_Exercise requirements:_
a. In the article about Chinese-trained Liberian medical graduates, who is the President of the Liberian Association of Chinese Trained Scholars?
b. Copy the passage of the article about Chinese-trained Liberian medical graduates that falls between "However, Mr. Johnson" and "the medical field.", inclusive.

_Extracted text:_
○ ○ ○ ○ ○
A group under the banner of Liberian Association of Chinese Trained Scholars has sharply reacted to recent statement by the Chairman of the Liberia Dental and Medical Council (LMDC), Dr. Robert Kpoto that medical practitioners graduating from Chinese medical schools are performing below expectation.
According to the group through its President, Mr. Moibah Keller Johnson, graduates from China are well-trained in their respective professions that can propel them to meaningfully contribute to the rebuilding process of Liberia. In a press statement, Mr. Johnson called on Dr. Kpoto and others to give the Chinese scholars the chance so that they (scholars) can prove themselves as other countries have done.
It can be recalled that Dr. Kpoto, while speaking at a news conference barely one week ago, called on the Ministries of Health and Social Welfare (MOHSW) Education to place a hold on awarding scholarship to medical students for study in China, because according to him, they were performing below expectation.
Said Dr. Kpoto: "Medical practitioners graduating from Chinese medical schools are performing below expectation. They are even incomparable with doctors who are here. I mean, they are failure and something must be done about this." "I want to think that something might have gone wrong in the selection and vetting processes of these students who have been given scholarship to study medicine in China," Dr. Kpoto added.
However, Mr. Johnson wonders whether Dr. Kpoto and others are afraid because China is helping Liberia to produce more qualified and competent doctors in the medical field.
Said the Association of Chinese Trained Scholars' President: "As you may know, the health sector of Liberia is in dire need of more medical doctors, for which we had thought, that Dr. Kpoto and others would encourage young Liberians that are already cultured to take over from them, as age is fast factoring with them. Contrary to this, they have embarked on a smear campaign to stop those very young people from practicing their profession in Liberia. What share wickness."
○ ○ ○ ○ ○
_Dataset:_
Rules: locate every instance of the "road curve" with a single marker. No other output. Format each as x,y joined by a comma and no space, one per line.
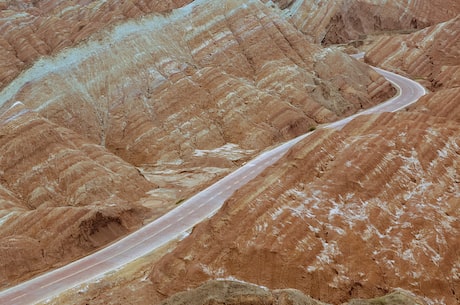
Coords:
175,223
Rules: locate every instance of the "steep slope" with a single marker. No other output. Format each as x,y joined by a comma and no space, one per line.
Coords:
204,86
60,195
432,54
160,91
332,22
351,213
199,78
31,29
237,293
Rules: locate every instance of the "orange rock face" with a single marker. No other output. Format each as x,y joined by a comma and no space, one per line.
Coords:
345,214
351,213
205,77
31,29
60,195
431,54
165,93
331,22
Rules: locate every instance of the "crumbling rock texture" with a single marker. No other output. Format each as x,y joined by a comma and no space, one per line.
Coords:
60,195
208,74
345,214
332,22
226,292
431,55
31,29
157,91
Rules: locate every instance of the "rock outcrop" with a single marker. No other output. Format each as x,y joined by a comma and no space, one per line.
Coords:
227,292
345,214
61,196
431,55
163,93
31,29
332,22
160,88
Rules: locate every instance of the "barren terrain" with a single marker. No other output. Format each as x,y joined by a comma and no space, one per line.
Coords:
114,112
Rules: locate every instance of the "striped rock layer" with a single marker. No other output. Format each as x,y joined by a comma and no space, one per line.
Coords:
31,29
331,22
432,55
346,214
160,88
164,90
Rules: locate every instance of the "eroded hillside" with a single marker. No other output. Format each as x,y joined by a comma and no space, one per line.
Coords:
160,106
110,133
431,55
332,22
31,29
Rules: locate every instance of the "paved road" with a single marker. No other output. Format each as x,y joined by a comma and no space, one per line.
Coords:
181,219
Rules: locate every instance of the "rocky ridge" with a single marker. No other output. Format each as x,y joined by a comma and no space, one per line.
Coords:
238,293
332,22
53,180
32,29
431,55
192,92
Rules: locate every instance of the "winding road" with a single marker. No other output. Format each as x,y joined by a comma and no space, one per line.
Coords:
178,221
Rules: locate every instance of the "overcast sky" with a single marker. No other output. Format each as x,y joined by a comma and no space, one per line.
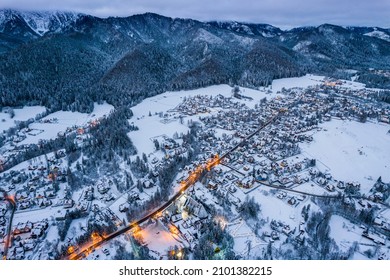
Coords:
281,13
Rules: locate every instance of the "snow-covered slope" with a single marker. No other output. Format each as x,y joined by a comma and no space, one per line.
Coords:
39,22
379,34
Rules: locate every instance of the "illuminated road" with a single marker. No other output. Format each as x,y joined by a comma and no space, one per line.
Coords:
11,201
192,179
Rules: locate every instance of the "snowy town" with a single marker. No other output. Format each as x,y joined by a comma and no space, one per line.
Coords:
296,170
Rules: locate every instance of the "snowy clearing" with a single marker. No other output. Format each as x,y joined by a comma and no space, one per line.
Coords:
353,151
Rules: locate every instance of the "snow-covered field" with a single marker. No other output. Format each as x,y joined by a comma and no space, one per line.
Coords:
23,114
353,151
65,119
152,126
345,233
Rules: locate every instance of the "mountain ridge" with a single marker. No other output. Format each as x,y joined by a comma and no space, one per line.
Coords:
68,61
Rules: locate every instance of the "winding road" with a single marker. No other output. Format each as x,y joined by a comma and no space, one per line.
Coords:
192,179
12,203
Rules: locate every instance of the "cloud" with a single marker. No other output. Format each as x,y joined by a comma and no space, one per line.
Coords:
282,13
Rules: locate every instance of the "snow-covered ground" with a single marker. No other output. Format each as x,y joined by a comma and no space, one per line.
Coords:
65,119
152,126
24,114
158,238
345,233
298,82
352,151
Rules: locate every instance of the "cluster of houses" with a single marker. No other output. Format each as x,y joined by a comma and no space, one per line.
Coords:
25,238
35,186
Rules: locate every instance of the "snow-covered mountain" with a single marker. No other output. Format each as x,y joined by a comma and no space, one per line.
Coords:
13,22
379,34
62,58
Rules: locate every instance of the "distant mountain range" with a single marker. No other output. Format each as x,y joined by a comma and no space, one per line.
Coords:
67,60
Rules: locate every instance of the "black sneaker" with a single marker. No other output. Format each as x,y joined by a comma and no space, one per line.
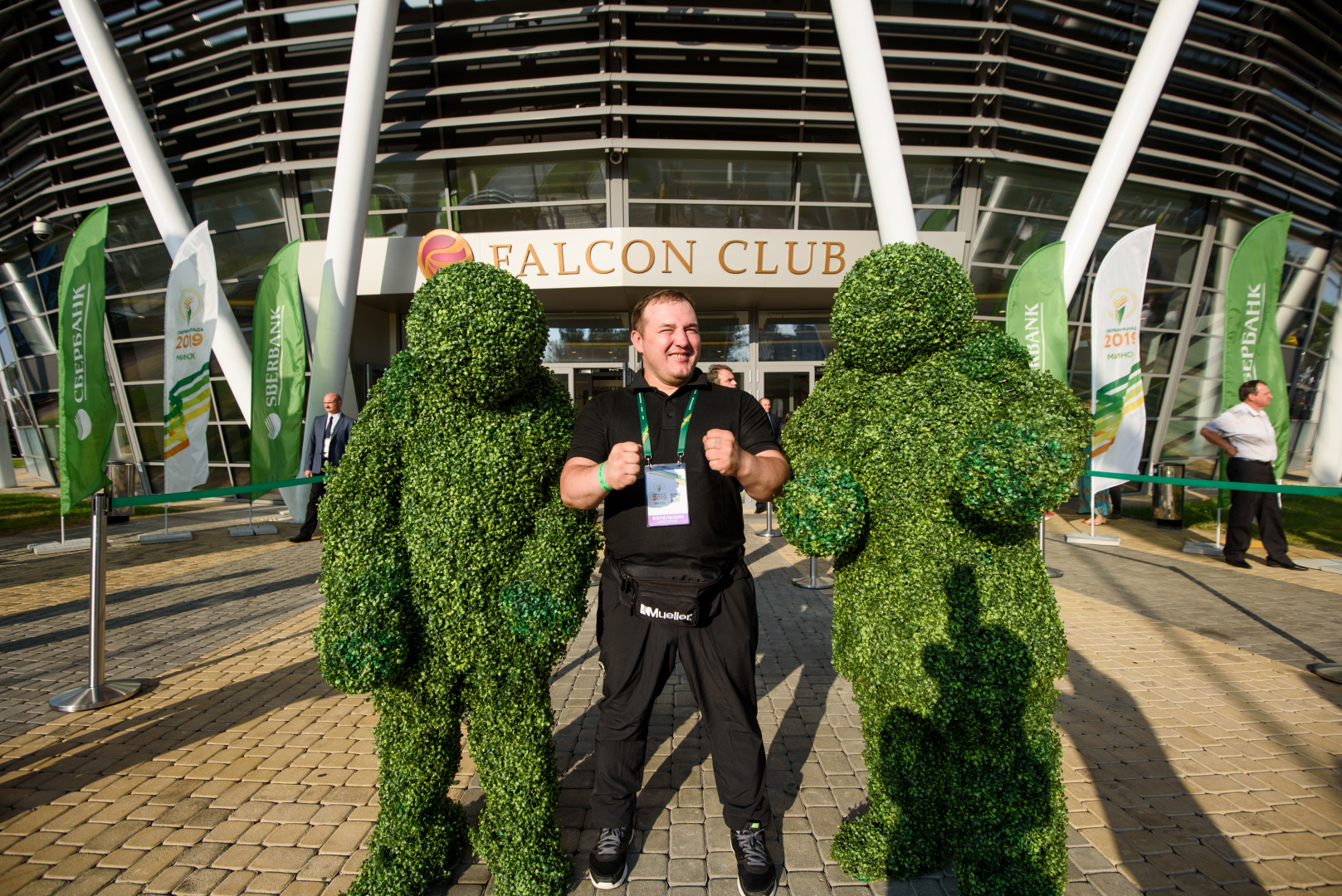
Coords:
608,864
756,874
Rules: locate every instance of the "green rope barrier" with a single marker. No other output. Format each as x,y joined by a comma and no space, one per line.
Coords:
139,500
1222,485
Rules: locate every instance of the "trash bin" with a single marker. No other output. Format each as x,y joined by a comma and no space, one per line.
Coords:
122,476
1166,499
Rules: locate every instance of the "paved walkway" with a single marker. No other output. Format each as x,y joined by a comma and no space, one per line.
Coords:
1196,761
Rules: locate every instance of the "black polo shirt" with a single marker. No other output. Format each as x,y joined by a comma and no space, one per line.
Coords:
715,532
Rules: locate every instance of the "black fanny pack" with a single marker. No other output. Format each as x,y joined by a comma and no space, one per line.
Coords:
670,595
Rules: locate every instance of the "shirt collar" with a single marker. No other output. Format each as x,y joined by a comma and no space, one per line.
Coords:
697,381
○ ○ ○ ○ ○
_Response list:_
a. Mr. Moibah Keller Johnson

b.
However, Mr. Johnson wonders whether Dr. Kpoto and others are afraid because China is helping Liberia to produce more qualified and competent doctors in the medical field.